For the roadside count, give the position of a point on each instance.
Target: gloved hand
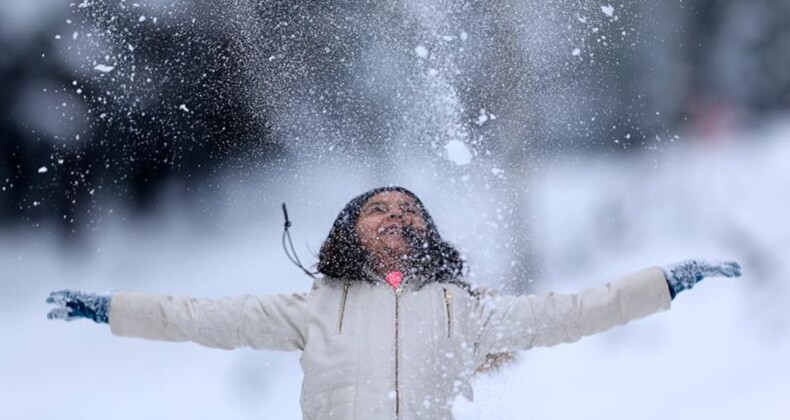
(74, 305)
(684, 275)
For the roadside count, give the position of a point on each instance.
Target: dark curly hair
(342, 256)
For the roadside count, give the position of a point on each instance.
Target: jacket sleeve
(511, 323)
(276, 322)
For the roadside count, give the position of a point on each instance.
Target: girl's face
(384, 222)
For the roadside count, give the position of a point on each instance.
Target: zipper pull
(394, 279)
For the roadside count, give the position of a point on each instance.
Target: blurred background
(149, 145)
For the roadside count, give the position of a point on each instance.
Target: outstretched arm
(521, 322)
(275, 322)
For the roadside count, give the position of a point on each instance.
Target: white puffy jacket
(369, 352)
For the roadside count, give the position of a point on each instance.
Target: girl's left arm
(520, 322)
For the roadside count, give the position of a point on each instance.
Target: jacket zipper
(346, 285)
(397, 352)
(448, 297)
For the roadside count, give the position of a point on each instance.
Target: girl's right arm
(276, 322)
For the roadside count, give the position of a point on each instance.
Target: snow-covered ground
(722, 351)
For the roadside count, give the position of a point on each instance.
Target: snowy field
(722, 352)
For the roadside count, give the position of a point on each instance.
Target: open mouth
(392, 230)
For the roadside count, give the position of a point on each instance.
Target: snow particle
(458, 152)
(103, 68)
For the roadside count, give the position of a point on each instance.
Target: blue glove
(684, 275)
(74, 305)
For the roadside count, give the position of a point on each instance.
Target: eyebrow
(402, 203)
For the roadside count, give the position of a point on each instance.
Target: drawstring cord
(291, 253)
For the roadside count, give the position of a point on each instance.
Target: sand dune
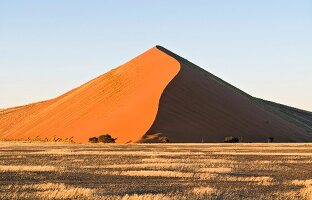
(198, 106)
(157, 93)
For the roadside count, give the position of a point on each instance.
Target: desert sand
(157, 94)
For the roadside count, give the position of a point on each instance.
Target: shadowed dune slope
(122, 102)
(198, 106)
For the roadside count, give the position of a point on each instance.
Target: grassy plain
(155, 171)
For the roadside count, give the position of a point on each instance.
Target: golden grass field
(155, 171)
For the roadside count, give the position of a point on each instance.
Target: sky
(50, 47)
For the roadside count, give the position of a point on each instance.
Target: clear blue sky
(49, 47)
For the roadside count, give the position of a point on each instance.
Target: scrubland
(155, 171)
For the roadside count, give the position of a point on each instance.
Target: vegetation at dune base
(163, 139)
(103, 138)
(231, 139)
(270, 139)
(94, 140)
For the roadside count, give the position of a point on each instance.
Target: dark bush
(106, 138)
(270, 139)
(94, 140)
(163, 139)
(231, 140)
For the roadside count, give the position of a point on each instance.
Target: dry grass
(152, 173)
(155, 171)
(204, 191)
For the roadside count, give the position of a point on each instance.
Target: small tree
(94, 140)
(231, 139)
(163, 139)
(106, 138)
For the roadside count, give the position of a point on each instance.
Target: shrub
(106, 138)
(163, 139)
(94, 140)
(231, 139)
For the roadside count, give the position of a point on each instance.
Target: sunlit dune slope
(197, 106)
(122, 102)
(157, 94)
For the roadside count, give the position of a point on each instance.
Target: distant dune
(157, 94)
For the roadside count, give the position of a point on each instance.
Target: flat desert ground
(155, 171)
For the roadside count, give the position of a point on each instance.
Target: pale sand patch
(260, 180)
(215, 170)
(62, 191)
(113, 153)
(146, 197)
(306, 192)
(152, 166)
(302, 182)
(264, 153)
(15, 168)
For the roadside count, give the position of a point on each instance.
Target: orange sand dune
(122, 102)
(157, 93)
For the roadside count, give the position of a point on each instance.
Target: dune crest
(157, 94)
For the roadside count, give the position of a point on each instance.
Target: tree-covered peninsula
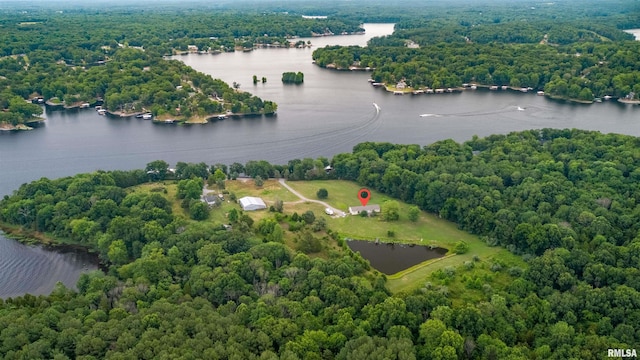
(279, 285)
(116, 56)
(581, 55)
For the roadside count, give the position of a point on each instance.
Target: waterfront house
(370, 209)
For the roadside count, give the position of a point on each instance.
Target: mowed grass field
(427, 230)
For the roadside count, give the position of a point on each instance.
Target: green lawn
(270, 191)
(428, 230)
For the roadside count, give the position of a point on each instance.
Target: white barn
(250, 203)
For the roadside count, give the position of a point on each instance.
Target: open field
(428, 230)
(269, 192)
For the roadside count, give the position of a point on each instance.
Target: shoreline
(36, 238)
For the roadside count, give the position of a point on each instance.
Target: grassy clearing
(428, 230)
(269, 192)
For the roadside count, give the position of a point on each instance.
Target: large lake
(330, 113)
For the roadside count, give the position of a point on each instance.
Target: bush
(461, 247)
(414, 213)
(322, 193)
(198, 210)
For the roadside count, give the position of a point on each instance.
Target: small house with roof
(250, 203)
(370, 209)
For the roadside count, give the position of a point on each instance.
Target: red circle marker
(364, 195)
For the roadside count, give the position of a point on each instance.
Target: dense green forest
(581, 57)
(566, 200)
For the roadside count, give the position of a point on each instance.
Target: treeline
(578, 71)
(292, 77)
(430, 32)
(566, 199)
(570, 50)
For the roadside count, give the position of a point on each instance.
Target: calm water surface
(36, 270)
(330, 113)
(391, 258)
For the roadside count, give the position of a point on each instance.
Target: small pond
(389, 258)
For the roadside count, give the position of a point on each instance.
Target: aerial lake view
(338, 180)
(330, 113)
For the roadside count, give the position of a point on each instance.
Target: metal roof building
(355, 210)
(250, 203)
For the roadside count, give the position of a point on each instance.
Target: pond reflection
(389, 258)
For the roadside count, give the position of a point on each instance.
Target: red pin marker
(364, 195)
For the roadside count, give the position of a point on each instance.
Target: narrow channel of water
(389, 258)
(36, 270)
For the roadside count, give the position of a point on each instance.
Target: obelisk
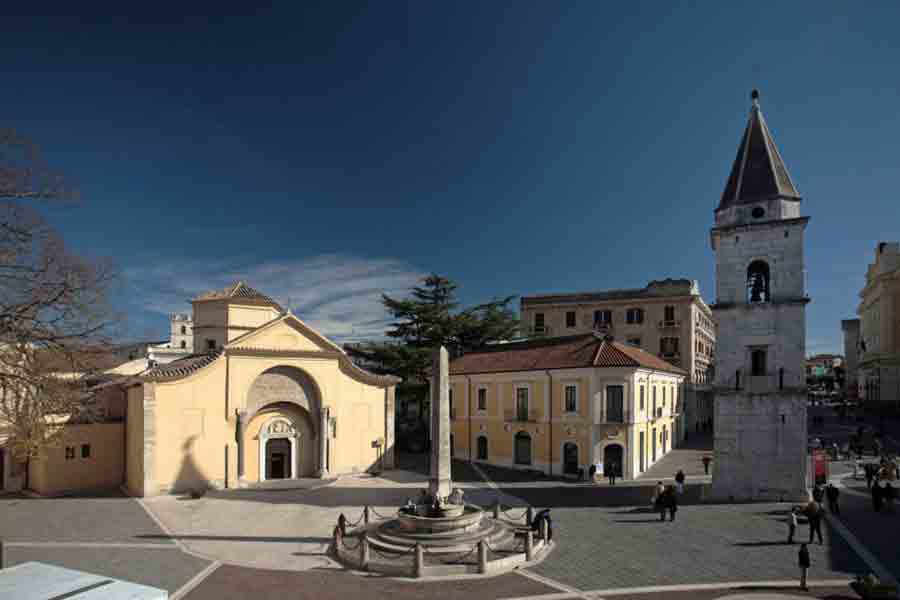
(439, 482)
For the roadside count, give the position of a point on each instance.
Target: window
(615, 406)
(668, 346)
(758, 282)
(482, 448)
(571, 398)
(602, 317)
(522, 404)
(758, 362)
(669, 313)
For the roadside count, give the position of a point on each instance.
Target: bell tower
(760, 446)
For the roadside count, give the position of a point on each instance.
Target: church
(268, 398)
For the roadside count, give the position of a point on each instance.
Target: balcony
(519, 416)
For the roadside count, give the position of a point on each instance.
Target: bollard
(482, 557)
(420, 561)
(529, 546)
(364, 552)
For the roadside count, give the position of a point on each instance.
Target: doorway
(612, 459)
(570, 459)
(278, 458)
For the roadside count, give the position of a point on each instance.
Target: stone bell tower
(760, 385)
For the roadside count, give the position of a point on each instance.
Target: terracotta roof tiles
(572, 352)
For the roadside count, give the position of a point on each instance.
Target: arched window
(482, 448)
(523, 448)
(758, 282)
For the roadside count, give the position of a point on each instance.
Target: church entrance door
(278, 458)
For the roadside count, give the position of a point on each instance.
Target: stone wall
(760, 447)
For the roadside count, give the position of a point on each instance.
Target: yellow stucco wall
(51, 473)
(194, 417)
(134, 441)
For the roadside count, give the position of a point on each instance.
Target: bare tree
(53, 305)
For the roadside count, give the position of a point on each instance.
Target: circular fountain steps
(390, 538)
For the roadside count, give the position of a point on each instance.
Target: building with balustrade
(558, 405)
(666, 318)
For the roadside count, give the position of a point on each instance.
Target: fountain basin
(464, 517)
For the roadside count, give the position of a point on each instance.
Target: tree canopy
(429, 318)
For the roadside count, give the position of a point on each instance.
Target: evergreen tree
(428, 319)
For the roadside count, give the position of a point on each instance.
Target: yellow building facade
(269, 399)
(558, 405)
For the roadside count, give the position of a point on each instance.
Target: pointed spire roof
(758, 172)
(238, 291)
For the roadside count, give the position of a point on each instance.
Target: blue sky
(328, 152)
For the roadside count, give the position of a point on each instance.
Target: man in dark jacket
(815, 523)
(803, 561)
(832, 493)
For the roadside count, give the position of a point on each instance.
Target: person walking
(803, 561)
(815, 523)
(832, 494)
(792, 525)
(673, 504)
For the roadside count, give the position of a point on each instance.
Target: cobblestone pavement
(688, 458)
(107, 535)
(236, 582)
(604, 548)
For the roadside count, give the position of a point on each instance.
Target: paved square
(606, 548)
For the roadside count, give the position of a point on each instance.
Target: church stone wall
(761, 447)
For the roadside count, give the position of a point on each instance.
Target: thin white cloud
(338, 295)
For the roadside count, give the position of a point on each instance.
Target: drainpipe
(469, 415)
(550, 420)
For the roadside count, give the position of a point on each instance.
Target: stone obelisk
(439, 483)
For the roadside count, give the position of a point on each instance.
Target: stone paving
(613, 548)
(108, 535)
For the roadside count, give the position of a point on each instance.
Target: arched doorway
(278, 459)
(482, 448)
(612, 459)
(522, 448)
(281, 429)
(570, 459)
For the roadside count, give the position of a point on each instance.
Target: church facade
(268, 398)
(760, 443)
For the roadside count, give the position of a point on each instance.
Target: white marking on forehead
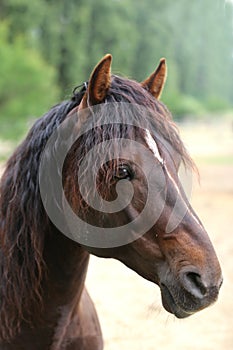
(153, 146)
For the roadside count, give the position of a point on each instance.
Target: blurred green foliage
(48, 47)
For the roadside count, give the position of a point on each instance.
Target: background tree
(67, 38)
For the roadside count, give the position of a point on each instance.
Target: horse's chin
(171, 305)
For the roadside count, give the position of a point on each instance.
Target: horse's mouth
(171, 305)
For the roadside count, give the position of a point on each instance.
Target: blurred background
(48, 47)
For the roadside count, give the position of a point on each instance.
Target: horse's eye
(123, 172)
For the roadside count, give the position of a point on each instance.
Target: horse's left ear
(99, 81)
(156, 81)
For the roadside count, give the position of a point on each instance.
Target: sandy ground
(130, 308)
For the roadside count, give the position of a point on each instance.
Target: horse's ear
(99, 81)
(156, 81)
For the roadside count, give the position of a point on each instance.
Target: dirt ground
(130, 308)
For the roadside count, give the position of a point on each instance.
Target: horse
(44, 303)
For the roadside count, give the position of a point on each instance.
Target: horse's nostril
(194, 284)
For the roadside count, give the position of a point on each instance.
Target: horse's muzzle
(189, 293)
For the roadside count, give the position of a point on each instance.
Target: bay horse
(43, 300)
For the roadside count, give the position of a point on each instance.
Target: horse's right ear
(99, 81)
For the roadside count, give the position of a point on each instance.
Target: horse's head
(152, 228)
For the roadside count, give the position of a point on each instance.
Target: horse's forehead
(152, 145)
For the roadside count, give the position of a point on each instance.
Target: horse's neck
(67, 266)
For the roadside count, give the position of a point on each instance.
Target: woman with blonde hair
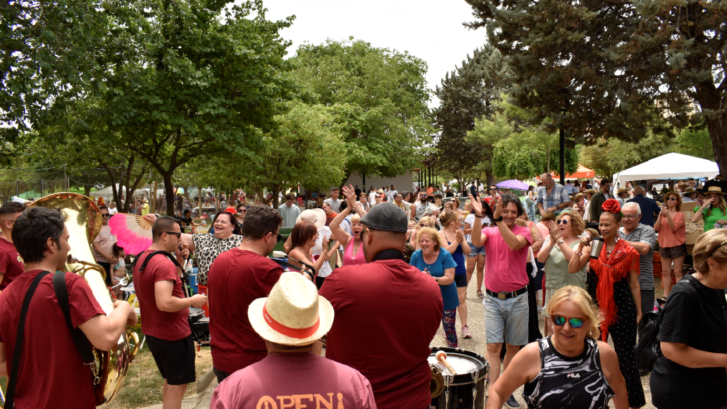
(458, 247)
(714, 209)
(690, 373)
(556, 253)
(571, 368)
(432, 258)
(672, 229)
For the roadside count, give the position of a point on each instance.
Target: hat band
(298, 333)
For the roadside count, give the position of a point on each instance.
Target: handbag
(17, 353)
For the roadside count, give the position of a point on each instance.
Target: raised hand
(476, 205)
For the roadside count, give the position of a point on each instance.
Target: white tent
(669, 166)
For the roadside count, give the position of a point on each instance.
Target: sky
(431, 30)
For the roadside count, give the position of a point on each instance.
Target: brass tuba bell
(83, 221)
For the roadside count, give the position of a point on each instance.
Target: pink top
(505, 268)
(349, 259)
(669, 238)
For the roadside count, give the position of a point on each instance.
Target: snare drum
(466, 390)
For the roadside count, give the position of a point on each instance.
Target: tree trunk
(709, 98)
(168, 191)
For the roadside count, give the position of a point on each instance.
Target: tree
(379, 99)
(467, 94)
(47, 51)
(188, 78)
(298, 151)
(630, 66)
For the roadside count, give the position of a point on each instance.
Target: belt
(506, 295)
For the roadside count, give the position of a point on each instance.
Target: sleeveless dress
(349, 259)
(563, 382)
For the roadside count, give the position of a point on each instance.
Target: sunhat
(714, 190)
(294, 314)
(315, 216)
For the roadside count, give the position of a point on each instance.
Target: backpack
(648, 349)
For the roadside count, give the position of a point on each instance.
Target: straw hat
(294, 314)
(315, 216)
(714, 190)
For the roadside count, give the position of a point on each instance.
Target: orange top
(669, 237)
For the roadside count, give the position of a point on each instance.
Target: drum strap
(13, 379)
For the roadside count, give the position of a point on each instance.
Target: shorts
(476, 250)
(175, 359)
(506, 320)
(548, 296)
(673, 252)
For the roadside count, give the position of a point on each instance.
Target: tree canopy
(630, 66)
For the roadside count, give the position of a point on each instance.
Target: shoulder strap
(79, 338)
(17, 353)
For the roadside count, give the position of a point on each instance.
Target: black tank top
(563, 382)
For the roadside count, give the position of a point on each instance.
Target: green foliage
(379, 100)
(47, 51)
(302, 149)
(631, 66)
(467, 94)
(187, 78)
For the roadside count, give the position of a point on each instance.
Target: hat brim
(320, 217)
(255, 314)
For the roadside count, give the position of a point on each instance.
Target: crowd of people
(373, 278)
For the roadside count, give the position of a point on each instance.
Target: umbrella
(513, 184)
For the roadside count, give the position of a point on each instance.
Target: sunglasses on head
(574, 322)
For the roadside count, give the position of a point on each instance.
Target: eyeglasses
(574, 322)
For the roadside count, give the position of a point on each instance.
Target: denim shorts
(476, 250)
(506, 320)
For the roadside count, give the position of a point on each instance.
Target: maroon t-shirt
(236, 279)
(387, 313)
(11, 264)
(52, 373)
(294, 381)
(170, 326)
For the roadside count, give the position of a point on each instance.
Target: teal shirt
(709, 221)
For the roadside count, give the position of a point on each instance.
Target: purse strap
(17, 353)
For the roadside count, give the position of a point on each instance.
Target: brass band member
(51, 372)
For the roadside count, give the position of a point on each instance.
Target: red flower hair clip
(611, 206)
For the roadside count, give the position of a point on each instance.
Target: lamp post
(564, 93)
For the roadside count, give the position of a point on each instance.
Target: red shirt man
(11, 264)
(387, 313)
(51, 372)
(236, 279)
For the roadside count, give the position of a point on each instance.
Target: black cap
(386, 216)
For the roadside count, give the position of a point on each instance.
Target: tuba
(83, 221)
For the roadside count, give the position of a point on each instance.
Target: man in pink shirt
(290, 320)
(506, 298)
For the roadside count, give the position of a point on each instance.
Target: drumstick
(442, 357)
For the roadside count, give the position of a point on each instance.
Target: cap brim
(255, 315)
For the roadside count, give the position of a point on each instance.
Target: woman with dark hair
(614, 284)
(302, 240)
(227, 235)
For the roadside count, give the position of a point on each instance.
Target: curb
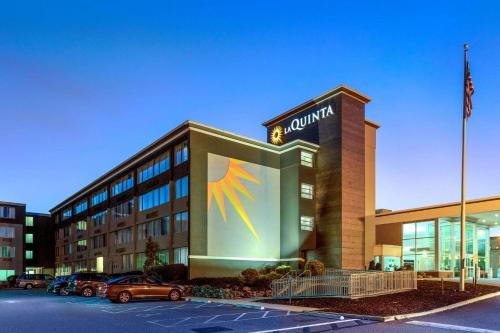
(409, 315)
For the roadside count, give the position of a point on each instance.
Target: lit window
(181, 153)
(307, 223)
(7, 212)
(154, 167)
(29, 238)
(81, 207)
(29, 254)
(181, 255)
(306, 191)
(181, 222)
(67, 214)
(81, 225)
(306, 158)
(154, 198)
(99, 197)
(122, 185)
(29, 221)
(182, 187)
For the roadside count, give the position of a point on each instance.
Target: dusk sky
(85, 85)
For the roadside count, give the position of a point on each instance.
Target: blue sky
(86, 85)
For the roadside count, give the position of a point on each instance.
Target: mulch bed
(427, 297)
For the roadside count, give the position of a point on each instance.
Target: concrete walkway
(249, 302)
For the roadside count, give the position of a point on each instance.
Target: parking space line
(451, 327)
(305, 326)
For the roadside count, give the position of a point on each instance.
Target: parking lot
(23, 310)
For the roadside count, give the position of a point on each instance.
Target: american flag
(469, 91)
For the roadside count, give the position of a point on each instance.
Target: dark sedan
(58, 284)
(127, 288)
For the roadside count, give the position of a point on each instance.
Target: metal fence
(345, 283)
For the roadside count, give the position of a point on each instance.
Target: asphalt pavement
(35, 311)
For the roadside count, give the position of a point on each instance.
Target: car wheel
(124, 297)
(174, 295)
(87, 292)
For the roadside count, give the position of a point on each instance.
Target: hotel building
(219, 202)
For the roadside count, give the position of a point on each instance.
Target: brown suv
(126, 288)
(28, 281)
(85, 284)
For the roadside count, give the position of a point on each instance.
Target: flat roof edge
(340, 89)
(457, 203)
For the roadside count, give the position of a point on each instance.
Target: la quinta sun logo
(277, 135)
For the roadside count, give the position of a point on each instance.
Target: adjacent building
(26, 241)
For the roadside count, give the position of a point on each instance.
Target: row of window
(7, 212)
(145, 172)
(154, 228)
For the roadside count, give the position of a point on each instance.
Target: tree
(151, 255)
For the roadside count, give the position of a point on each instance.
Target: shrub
(173, 272)
(315, 266)
(283, 269)
(250, 275)
(212, 292)
(222, 282)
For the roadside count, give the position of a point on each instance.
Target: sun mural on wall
(229, 186)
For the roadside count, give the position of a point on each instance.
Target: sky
(85, 85)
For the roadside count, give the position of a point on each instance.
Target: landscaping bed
(428, 296)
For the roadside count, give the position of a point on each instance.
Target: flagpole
(462, 210)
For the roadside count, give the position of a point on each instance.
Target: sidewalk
(249, 302)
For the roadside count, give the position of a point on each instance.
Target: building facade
(220, 202)
(26, 241)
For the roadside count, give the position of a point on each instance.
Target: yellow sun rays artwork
(230, 187)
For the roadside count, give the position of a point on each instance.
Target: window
(418, 245)
(81, 245)
(99, 197)
(123, 236)
(99, 241)
(306, 191)
(155, 228)
(7, 212)
(7, 232)
(163, 257)
(81, 225)
(154, 167)
(28, 238)
(307, 223)
(123, 209)
(306, 158)
(4, 273)
(181, 255)
(81, 207)
(140, 260)
(99, 218)
(7, 252)
(28, 221)
(127, 260)
(154, 198)
(181, 153)
(122, 185)
(67, 214)
(181, 222)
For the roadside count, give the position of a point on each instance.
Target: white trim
(242, 258)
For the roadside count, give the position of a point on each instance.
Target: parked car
(11, 280)
(28, 281)
(58, 284)
(127, 288)
(84, 284)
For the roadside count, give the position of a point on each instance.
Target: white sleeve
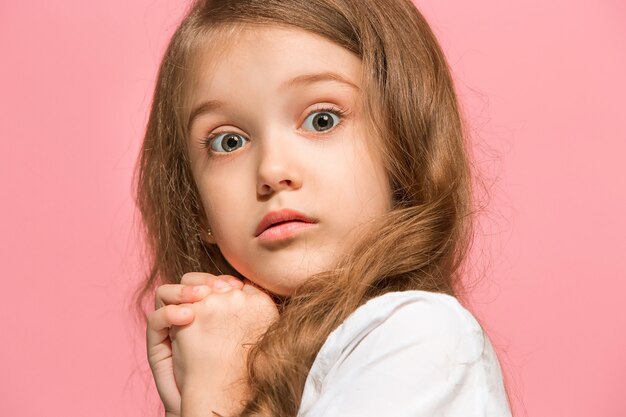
(427, 357)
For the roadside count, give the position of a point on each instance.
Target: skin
(263, 96)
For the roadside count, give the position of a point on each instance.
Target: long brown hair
(412, 108)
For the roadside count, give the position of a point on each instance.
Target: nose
(278, 168)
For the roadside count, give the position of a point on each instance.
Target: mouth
(281, 224)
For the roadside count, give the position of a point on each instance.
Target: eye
(226, 142)
(321, 121)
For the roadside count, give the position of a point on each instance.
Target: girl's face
(279, 150)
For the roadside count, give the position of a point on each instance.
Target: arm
(173, 308)
(210, 354)
(425, 357)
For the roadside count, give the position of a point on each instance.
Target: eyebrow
(305, 79)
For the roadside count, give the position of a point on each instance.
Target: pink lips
(281, 224)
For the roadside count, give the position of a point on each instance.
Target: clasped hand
(199, 335)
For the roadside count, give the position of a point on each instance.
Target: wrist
(199, 400)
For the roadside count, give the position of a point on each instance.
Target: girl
(305, 191)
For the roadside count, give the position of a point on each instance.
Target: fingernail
(222, 286)
(200, 289)
(234, 282)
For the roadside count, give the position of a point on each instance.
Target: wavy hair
(420, 243)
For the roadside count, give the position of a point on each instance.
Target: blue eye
(321, 121)
(227, 142)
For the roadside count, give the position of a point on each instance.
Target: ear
(205, 232)
(207, 237)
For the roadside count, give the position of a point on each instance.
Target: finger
(251, 288)
(204, 278)
(179, 294)
(198, 278)
(160, 321)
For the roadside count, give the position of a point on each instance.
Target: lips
(275, 218)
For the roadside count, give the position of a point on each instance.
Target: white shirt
(410, 353)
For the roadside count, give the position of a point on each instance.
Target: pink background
(543, 85)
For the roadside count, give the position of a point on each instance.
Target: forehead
(269, 57)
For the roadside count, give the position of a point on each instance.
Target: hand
(210, 354)
(172, 307)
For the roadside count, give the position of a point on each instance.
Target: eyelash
(339, 112)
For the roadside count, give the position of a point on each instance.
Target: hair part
(408, 86)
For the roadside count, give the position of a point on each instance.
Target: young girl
(305, 191)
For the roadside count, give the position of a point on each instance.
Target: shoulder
(407, 353)
(410, 318)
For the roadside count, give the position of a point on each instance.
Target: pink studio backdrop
(543, 87)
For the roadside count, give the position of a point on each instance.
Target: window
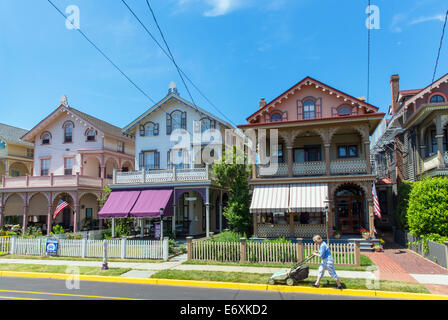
(309, 109)
(46, 138)
(344, 111)
(91, 135)
(120, 146)
(150, 160)
(308, 153)
(276, 117)
(44, 167)
(68, 132)
(348, 151)
(437, 99)
(279, 153)
(68, 166)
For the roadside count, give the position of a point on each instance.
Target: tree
(428, 207)
(234, 177)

> **Work order**
Only the lines from the one holding "Target: eyelash" through the end of the data are to be printed, exactly as they stand and with no pictures.

> **Solution for this problem**
Target: eyelash
(339, 112)
For the roadside count, give the position of a point on each instance.
Target: hair part
(408, 86)
For the roadside count, give the position of a point on each instance.
Target: young girl
(305, 191)
For the roadside count, give the position of a point on each instance.
Target: shoulder
(407, 353)
(410, 318)
For the roadside count, give the position of a point on each instance.
Target: pink studio backdrop
(543, 87)
For the roadside count, give the position of a point on each instance.
Target: window
(309, 109)
(46, 138)
(344, 111)
(91, 135)
(120, 146)
(150, 160)
(308, 153)
(276, 117)
(44, 167)
(68, 132)
(348, 151)
(437, 99)
(279, 153)
(68, 166)
For the roadside count, give the position of a point on each instance.
Target: tree
(428, 207)
(234, 177)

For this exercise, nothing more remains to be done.